» **To do**: Using the rows below, begin at the line that has "Locate the woman's long" and stop after the line that has "(1191, 326)". Write those lines out again, swapping "blurred" for "blurry" and changing nothing else.

» **Location identification entries**:
# # #

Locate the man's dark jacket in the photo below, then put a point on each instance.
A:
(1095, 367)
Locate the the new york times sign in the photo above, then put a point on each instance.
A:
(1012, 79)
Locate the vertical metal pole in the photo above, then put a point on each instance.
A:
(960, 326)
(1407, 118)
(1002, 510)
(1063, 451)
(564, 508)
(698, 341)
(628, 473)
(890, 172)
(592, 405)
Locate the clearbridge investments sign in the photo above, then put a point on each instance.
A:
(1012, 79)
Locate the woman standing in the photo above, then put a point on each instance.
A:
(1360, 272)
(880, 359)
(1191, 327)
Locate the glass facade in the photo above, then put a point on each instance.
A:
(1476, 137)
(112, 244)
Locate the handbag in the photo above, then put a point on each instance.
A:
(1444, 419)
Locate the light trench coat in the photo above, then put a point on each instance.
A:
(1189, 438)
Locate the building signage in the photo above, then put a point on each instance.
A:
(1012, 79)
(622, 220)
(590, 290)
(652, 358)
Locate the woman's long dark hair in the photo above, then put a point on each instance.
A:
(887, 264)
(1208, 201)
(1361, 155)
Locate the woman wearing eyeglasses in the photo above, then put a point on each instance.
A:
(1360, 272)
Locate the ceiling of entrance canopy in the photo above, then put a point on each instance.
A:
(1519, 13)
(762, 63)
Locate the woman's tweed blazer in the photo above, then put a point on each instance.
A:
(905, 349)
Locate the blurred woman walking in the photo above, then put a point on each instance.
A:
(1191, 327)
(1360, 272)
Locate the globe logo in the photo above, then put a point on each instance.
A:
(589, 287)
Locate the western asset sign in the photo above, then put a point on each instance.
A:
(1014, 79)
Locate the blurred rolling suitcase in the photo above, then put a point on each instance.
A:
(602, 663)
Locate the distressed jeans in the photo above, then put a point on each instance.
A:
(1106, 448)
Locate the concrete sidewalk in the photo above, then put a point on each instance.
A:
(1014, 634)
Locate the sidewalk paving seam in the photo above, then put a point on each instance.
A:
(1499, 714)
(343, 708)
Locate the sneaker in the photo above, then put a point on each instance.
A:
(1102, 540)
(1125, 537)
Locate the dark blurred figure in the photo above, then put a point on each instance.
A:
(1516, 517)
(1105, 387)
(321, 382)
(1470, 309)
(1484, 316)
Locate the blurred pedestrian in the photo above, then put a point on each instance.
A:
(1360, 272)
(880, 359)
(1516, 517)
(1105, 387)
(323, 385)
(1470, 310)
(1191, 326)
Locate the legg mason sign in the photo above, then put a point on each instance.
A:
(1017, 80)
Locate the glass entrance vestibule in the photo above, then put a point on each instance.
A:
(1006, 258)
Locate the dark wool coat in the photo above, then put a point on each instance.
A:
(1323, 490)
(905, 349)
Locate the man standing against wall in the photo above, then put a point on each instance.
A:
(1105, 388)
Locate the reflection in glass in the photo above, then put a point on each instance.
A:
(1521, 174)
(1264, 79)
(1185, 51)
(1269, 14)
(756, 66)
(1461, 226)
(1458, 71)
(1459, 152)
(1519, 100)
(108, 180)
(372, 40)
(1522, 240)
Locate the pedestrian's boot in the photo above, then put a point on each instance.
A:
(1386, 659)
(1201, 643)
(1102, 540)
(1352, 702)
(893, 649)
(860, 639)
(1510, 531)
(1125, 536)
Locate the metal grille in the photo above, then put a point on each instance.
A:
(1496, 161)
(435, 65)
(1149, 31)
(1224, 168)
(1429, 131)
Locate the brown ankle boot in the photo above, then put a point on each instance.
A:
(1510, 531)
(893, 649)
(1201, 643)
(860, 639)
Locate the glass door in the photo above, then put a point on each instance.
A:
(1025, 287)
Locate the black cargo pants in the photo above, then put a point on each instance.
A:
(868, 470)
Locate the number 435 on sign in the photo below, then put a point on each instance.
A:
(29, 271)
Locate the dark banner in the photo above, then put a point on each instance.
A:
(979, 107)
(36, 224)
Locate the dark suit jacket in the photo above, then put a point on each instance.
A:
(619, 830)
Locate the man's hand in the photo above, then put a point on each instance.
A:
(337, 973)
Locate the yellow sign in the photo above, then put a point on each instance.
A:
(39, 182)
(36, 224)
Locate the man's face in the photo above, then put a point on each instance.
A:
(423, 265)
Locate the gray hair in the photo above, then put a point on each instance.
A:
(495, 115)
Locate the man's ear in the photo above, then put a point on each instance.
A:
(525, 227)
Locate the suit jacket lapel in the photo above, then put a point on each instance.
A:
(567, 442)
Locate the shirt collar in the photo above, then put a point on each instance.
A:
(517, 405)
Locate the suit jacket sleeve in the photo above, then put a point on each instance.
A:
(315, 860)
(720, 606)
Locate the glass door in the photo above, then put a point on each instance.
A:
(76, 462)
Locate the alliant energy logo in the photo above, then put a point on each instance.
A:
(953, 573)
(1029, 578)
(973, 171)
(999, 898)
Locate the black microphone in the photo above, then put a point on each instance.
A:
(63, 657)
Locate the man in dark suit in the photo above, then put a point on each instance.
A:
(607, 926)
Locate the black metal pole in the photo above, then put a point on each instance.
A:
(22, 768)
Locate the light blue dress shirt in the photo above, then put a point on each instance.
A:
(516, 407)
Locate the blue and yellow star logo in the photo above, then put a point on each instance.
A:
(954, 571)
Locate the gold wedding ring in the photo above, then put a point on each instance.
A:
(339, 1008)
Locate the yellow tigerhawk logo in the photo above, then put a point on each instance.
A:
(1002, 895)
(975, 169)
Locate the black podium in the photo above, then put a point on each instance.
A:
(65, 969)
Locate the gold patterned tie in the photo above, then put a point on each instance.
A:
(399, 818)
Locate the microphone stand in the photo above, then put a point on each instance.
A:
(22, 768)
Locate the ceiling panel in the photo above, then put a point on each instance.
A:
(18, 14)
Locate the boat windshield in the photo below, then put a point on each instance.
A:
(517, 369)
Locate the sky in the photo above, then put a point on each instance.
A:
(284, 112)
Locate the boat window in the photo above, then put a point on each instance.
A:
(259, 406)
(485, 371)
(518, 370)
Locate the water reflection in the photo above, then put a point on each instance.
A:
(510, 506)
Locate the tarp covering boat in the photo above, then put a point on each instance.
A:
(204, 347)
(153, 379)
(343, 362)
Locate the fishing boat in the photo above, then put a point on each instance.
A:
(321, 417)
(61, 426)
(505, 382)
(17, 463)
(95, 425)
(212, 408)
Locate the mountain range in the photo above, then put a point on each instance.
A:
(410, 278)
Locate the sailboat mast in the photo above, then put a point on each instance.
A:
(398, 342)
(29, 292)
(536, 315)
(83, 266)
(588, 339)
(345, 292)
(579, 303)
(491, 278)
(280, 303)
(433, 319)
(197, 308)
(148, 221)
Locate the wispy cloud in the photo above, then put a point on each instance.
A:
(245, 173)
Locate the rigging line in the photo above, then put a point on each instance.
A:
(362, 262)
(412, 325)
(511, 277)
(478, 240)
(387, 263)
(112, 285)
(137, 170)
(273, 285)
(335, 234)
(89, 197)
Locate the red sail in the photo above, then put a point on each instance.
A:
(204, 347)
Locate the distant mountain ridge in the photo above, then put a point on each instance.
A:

# # #

» **Reply to the exercise**:
Locate the woman's long dark hair in the photo above, then put a point on each instance.
A:
(887, 264)
(1208, 201)
(1361, 155)
Locate the woman wearing eyeglasses in the photo above, then put a point on each instance.
A:
(1360, 272)
Locate the ceiling of entrance canopy in the photo above, then put a point on each instance.
A:
(1519, 13)
(762, 63)
Locate the woman's tweed blazer in the photo above, then put a point on each instance.
A:
(905, 349)
Locate the blurry woman walking in the photo above, then put a point on each instance.
A:
(1191, 327)
(1360, 272)
Locate the globe logo in the photo above, then put a point on each instance.
A:
(589, 287)
Locate the western asset sign in the photo above, then put a point on each instance.
A:
(1014, 79)
Locate the blurry rolling suitcase in the photo above, then put a point on each instance.
A:
(602, 663)
Locate the distressed jeans in the photo above, then put a point on each instance.
A:
(1106, 448)
Locate the concrete sidewalk in the photo above, then put a point on each instance.
A:
(1014, 634)
Locate the sidewalk paving seam in the photo above, then put a point on each instance.
A:
(1499, 714)
(343, 708)
Locate the sneaker in the photo above, then put a point on each instance.
A:
(1102, 540)
(1125, 537)
Locate the dark blurry figure in the photo above, then put a point on each instance.
A:
(1516, 517)
(1105, 387)
(321, 382)
(1470, 309)
(1484, 316)
Locate the blurry pedestrian in the photo above, then put a point on each instance.
A:
(1360, 272)
(880, 359)
(1516, 517)
(1105, 387)
(323, 385)
(1470, 310)
(1191, 326)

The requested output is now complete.